---------- Records shown ----------
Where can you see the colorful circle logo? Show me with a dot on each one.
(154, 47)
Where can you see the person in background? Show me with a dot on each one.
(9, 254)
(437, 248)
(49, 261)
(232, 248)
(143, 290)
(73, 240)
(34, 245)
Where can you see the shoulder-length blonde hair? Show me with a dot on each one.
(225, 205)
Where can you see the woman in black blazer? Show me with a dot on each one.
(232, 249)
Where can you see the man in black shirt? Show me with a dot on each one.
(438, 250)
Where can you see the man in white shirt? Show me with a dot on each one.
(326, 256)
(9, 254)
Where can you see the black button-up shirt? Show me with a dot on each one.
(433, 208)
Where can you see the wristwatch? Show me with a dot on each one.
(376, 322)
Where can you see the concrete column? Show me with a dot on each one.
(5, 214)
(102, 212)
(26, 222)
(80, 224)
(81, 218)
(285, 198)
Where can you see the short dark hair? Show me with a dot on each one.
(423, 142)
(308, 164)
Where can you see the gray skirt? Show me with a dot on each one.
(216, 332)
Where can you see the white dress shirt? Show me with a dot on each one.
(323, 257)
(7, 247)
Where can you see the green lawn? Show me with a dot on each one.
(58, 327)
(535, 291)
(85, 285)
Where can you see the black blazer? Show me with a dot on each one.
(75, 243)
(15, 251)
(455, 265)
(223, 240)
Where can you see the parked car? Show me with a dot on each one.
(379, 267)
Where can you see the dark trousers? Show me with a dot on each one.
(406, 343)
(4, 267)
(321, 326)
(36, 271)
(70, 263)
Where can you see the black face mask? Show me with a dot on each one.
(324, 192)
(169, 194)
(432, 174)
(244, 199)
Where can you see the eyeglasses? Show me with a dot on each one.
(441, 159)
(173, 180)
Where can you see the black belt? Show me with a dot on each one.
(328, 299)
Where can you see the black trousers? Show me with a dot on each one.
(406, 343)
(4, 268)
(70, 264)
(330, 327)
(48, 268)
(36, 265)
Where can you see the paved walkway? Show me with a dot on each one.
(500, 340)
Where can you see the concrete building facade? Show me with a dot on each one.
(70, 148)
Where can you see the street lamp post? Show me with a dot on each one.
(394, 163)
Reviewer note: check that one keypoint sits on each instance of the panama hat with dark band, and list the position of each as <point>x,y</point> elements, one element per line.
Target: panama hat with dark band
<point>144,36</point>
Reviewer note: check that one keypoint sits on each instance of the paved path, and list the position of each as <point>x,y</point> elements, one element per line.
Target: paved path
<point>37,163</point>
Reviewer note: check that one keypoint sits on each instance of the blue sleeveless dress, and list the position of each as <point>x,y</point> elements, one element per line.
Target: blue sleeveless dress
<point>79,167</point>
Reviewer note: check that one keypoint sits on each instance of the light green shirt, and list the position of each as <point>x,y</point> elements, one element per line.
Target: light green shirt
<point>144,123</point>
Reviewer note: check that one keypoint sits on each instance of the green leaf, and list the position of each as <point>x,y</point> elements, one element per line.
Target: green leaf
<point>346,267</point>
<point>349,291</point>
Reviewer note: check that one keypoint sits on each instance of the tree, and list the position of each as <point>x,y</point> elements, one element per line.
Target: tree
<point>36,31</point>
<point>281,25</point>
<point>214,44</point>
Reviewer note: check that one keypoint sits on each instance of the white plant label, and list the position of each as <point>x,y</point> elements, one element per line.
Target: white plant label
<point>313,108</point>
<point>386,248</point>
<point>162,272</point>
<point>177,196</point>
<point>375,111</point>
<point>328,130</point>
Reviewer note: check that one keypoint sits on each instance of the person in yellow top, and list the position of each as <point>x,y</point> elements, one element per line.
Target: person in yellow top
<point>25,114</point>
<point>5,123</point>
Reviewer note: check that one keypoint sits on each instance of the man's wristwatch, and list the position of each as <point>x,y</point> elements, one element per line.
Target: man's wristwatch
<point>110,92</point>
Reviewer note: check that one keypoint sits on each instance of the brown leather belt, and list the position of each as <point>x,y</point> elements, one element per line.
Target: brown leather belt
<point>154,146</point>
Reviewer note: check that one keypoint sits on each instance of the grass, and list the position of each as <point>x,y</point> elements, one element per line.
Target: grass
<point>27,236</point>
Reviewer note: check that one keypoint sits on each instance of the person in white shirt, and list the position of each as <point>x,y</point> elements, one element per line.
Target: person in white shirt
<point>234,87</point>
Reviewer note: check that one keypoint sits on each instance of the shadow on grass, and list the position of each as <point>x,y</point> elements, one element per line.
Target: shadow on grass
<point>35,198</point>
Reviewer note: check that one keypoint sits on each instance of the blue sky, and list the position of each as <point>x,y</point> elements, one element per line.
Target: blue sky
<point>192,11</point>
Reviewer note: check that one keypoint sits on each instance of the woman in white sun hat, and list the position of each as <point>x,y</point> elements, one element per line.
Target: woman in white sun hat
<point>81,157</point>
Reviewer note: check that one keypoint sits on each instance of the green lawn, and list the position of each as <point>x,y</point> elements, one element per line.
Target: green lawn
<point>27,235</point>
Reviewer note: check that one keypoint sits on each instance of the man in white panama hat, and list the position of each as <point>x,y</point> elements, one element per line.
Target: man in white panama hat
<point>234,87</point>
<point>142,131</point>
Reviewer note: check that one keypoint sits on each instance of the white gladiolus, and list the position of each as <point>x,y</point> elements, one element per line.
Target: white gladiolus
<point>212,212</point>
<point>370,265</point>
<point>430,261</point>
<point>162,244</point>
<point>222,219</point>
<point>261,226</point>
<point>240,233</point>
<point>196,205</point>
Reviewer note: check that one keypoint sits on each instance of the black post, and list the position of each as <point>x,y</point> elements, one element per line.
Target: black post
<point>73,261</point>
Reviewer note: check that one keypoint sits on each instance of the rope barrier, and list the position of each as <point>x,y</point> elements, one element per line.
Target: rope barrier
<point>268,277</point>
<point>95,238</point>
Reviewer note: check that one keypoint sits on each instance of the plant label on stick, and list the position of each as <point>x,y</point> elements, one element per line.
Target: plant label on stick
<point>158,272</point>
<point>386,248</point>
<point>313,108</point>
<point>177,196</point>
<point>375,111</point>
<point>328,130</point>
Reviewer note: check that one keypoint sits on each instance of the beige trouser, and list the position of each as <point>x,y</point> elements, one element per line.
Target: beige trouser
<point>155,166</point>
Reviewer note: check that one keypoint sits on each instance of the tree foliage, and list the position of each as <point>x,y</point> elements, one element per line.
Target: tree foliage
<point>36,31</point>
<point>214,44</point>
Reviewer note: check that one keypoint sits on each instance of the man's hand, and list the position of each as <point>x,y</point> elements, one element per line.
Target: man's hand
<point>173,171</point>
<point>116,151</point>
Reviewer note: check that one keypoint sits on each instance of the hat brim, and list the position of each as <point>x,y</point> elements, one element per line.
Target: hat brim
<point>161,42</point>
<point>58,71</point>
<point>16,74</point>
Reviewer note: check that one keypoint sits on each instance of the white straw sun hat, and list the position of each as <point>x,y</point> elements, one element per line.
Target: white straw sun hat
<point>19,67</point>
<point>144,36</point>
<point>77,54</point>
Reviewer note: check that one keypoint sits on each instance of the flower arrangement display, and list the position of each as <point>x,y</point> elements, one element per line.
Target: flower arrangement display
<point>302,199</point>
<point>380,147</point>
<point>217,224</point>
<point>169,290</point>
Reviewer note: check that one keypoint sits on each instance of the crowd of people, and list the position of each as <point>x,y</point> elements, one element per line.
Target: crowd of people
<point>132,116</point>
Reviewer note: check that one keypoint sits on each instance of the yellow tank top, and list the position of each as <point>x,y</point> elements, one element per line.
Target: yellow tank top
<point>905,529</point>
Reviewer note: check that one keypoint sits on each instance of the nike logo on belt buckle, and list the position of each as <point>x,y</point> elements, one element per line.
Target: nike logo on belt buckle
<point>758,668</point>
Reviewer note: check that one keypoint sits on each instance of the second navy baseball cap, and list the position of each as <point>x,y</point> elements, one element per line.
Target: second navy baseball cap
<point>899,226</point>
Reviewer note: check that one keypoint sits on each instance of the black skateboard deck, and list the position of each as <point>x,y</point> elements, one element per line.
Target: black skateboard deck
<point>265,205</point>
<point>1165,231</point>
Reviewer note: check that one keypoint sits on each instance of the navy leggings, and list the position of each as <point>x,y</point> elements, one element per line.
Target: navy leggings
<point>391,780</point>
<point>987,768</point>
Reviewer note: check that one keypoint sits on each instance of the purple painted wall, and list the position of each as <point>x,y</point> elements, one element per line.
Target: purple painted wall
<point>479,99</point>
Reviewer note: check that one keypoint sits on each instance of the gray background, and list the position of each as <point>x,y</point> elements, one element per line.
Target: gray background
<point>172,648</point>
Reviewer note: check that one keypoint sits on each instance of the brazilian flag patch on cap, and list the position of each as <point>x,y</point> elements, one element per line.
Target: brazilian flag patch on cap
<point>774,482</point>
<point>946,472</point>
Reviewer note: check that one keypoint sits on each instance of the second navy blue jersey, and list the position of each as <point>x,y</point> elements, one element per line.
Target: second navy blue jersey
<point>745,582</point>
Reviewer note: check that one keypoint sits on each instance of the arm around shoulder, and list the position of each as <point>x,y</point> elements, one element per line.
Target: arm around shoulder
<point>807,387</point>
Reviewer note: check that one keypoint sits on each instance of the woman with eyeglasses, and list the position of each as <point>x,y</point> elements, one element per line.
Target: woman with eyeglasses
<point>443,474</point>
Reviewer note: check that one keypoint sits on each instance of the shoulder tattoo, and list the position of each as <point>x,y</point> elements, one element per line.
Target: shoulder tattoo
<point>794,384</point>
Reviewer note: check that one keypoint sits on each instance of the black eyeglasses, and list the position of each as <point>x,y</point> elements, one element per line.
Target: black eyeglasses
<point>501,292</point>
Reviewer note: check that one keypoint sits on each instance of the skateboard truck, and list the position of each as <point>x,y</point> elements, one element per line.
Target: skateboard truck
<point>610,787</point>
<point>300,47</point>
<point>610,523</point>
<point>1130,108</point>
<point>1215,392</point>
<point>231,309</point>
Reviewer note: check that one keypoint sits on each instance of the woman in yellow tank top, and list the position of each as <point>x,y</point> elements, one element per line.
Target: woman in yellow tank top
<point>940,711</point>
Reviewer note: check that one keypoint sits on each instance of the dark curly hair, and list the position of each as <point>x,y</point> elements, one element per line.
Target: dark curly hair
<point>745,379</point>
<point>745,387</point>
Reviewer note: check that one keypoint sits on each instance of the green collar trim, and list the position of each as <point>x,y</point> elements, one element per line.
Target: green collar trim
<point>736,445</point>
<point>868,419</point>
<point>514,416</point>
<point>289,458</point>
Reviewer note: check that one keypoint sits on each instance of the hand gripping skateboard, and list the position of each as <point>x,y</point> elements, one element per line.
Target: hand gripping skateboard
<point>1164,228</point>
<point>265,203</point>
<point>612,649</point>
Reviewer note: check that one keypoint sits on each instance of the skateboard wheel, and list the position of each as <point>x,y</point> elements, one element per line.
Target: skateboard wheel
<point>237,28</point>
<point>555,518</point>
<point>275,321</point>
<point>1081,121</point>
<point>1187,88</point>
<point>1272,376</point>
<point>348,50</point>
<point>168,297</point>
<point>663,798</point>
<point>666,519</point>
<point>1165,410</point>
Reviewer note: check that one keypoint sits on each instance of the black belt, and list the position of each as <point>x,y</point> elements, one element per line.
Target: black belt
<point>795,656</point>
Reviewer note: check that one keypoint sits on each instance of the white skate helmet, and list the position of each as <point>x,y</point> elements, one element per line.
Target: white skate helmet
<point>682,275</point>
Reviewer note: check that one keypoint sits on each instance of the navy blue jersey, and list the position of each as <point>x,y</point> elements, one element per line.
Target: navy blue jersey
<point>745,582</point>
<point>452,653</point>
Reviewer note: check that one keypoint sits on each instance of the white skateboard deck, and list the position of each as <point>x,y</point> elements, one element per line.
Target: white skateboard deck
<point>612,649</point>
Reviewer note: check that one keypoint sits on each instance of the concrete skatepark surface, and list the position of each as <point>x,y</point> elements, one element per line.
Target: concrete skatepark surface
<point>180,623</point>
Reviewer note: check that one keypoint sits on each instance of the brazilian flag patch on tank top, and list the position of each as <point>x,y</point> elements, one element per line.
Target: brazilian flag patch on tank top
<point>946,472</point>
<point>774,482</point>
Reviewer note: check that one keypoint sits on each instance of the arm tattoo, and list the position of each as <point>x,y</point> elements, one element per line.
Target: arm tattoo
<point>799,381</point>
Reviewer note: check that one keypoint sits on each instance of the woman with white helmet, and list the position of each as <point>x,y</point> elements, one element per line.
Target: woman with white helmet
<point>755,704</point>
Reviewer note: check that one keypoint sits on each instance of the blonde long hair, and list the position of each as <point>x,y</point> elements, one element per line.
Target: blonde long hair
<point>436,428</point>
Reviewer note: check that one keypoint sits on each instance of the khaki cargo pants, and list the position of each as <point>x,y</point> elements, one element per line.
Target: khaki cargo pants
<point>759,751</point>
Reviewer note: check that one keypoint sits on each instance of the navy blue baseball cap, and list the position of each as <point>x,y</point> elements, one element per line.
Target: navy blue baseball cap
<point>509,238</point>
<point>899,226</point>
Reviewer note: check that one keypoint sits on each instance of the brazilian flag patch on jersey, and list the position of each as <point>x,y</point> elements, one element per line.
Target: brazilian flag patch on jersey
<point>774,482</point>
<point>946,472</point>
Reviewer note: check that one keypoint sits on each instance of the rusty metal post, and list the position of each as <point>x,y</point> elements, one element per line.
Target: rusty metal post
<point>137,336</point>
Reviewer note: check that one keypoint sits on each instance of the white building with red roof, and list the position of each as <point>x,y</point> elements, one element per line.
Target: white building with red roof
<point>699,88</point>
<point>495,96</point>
----------
**Your objective**
All that belongs in your answer is the stretch of entries above from the line with "Target: skateboard truck" through the line with "of the dark", printed exactly.

**Answer to this exercise**
Target: skateboard truck
<point>610,787</point>
<point>300,47</point>
<point>610,523</point>
<point>1130,108</point>
<point>1215,392</point>
<point>231,309</point>
Reviewer note: check that one keypoint sits on each instance of the woman in yellow tank top, and list the position of each as <point>x,y</point> elements, one element per line.
Target: woman in yellow tank top
<point>940,711</point>
Reviewer note: check that one keypoint sits on each instance of the dark curly hair, and list the position of each as <point>x,y</point> elements, one element per line.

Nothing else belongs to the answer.